[Records from a dataset]
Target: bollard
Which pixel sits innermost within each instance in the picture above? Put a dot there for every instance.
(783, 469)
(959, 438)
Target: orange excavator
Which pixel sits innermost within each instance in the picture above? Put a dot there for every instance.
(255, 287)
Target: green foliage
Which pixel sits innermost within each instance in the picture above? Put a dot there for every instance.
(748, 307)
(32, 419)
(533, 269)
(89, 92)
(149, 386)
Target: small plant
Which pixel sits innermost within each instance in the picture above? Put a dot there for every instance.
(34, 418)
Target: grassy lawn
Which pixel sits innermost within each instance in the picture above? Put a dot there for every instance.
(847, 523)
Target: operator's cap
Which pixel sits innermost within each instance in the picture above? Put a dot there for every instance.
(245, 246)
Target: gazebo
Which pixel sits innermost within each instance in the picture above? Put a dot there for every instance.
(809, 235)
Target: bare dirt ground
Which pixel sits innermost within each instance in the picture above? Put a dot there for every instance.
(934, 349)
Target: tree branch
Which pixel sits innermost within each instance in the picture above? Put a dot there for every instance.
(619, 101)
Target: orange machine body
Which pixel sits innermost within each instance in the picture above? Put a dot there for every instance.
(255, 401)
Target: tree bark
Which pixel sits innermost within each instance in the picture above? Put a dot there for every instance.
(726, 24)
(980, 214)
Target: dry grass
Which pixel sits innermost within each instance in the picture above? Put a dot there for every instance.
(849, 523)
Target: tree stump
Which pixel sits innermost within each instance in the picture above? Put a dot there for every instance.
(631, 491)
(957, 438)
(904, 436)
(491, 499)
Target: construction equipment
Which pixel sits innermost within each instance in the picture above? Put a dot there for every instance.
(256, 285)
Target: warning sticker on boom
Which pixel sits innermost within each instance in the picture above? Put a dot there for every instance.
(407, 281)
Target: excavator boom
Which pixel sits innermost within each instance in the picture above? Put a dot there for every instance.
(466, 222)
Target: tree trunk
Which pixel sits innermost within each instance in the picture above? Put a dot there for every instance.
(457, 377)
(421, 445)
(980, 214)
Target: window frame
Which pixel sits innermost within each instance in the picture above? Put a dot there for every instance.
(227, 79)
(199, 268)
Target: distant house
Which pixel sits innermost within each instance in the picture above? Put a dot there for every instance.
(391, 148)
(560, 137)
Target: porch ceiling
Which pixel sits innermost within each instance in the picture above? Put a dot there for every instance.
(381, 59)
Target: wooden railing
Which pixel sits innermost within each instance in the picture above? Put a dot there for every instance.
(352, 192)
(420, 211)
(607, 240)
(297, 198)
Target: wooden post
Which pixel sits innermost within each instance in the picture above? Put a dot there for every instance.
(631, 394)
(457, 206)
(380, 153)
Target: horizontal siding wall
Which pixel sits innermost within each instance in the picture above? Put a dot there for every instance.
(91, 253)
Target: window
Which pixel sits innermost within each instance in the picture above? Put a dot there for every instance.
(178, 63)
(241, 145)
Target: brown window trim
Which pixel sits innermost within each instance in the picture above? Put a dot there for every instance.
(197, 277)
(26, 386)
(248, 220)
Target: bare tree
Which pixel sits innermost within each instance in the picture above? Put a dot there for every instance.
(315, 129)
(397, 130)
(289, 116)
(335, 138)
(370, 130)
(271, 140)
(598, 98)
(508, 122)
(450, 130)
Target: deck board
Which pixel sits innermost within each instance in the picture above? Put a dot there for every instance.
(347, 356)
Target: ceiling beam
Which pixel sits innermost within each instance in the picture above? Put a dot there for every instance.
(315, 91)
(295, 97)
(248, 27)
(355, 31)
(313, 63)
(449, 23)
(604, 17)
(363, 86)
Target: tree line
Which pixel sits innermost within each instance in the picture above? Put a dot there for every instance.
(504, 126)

DESCRIPTION OF THE TASK - Write down every entry exactly.

EXERCISE OUTPUT -
Target: bollard
Which pixel sits innermost within each instance in the picture above? Put a dot there for every instance.
(783, 469)
(959, 438)
Target: orange excavator
Which pixel sits innermost within each instance in the picture above? Put a dot there for every instance.
(255, 287)
Target: green foliage
Which pixel sits innermost within each instance in the picture above? Put a dot there for every instance.
(748, 307)
(32, 419)
(533, 269)
(89, 92)
(149, 386)
Target: small plant
Which pixel sits innermost within each instance in the picture above? Put a dot there for every instance.
(34, 418)
Target: grassy lawn
Which pixel sits innermost within each instance in the picture above? Put a dot there for every instance.
(847, 523)
Target: operator's cap
Which pixel sits innermost within each instance in the picture above? Put a dot there for every instance.
(245, 246)
Target: gazebo
Which pixel sits innermost within each instance in the picture above? Put a dot there for every instance.
(809, 235)
Target: bare dirt ground
Which pixel sits innermost within each instance in the picture above? Put a dot there for every instance.
(934, 349)
Target: tree branch
Which pixel sits innermost within each instance in the picture above? Put a dot there for every instance.
(619, 101)
Target: orange machine body
Which pixel sits innermost within each instance in the picture above? Put a dot there for every instance.
(255, 401)
Target: tree bark
Which pixel sits innermost within each instance in the picture above? Put a dot there for every instance.
(726, 24)
(980, 214)
Target: dry grass
Which pixel sits innermost within each instance in the picture above? Put a dot there for every instance.
(849, 523)
Target: tree stump
Which pixel sits innermost within each instance in the picture above? Put a dot there for every instance.
(631, 491)
(957, 438)
(904, 436)
(491, 499)
Target: construction equipment
Which pixel sits innermost within each instance in the picture above? Put a dot there for every instance.
(256, 285)
Target: warning sticker on boom
Which pixel sits innermost within each instance in the picture above? Put a dot there for every instance.
(407, 281)
Target: excavator boom
Which pixel sits innermost within each instance in the picture above? Put a dot there for every instance.
(466, 222)
Target: tree trunk
Which pixel sits innermost within each instance in the picture above? Put a dot there for every instance.
(457, 377)
(421, 445)
(980, 214)
Target: window frame
Which pixel sits innermost within each instance in the picture above? Put a dot there for every instance.
(227, 79)
(199, 268)
Target: distant house
Which pixel sits innermost within each instance in the picture above? Put a dot there for every instance.
(391, 148)
(560, 137)
Target: porch ceiling
Which pixel sits innermost within each instance in the picture above? Put a dot there for every instance.
(381, 59)
Target: wooden railing
Which pixel sits innermost within each instance in the picture above? Put a dot there for every instance.
(352, 192)
(420, 211)
(607, 240)
(297, 198)
Target: wooden post
Which pixel sits innermost within each instance in the picture above? Put a dot there for every instance.
(631, 394)
(457, 206)
(380, 153)
Target: horizontal siding wall
Which pixel sits innermost within each instance in the picture above? Put a dot there for every instance.
(91, 253)
Target: window
Which pixel sits innermost within each instance in the picture above? Put a dot there for every instance.
(178, 63)
(241, 145)
Target: brown window trim
Which pixel sits innermost within each instance in the picture above? Put a dot there for every instance.
(197, 277)
(26, 386)
(248, 220)
Target: bare tree
Which pixel sits innermost within each instance in the picture above? Put a dot there for every instance.
(315, 129)
(397, 130)
(289, 116)
(335, 138)
(370, 130)
(271, 140)
(598, 98)
(508, 122)
(450, 130)
Target: deck board
Which pixel sits innermost within each instance in the picture above? Put a dot there for every instance.
(347, 356)
Target: ceiling beam
Which pixel sits innermost within each instance in the picture above? Put a dot there for every instance.
(315, 91)
(295, 97)
(248, 27)
(355, 31)
(313, 63)
(449, 23)
(604, 17)
(363, 86)
Target: tree line
Which pixel sits innermost within each instance in the picture above? Put a dot there for every instance.
(504, 126)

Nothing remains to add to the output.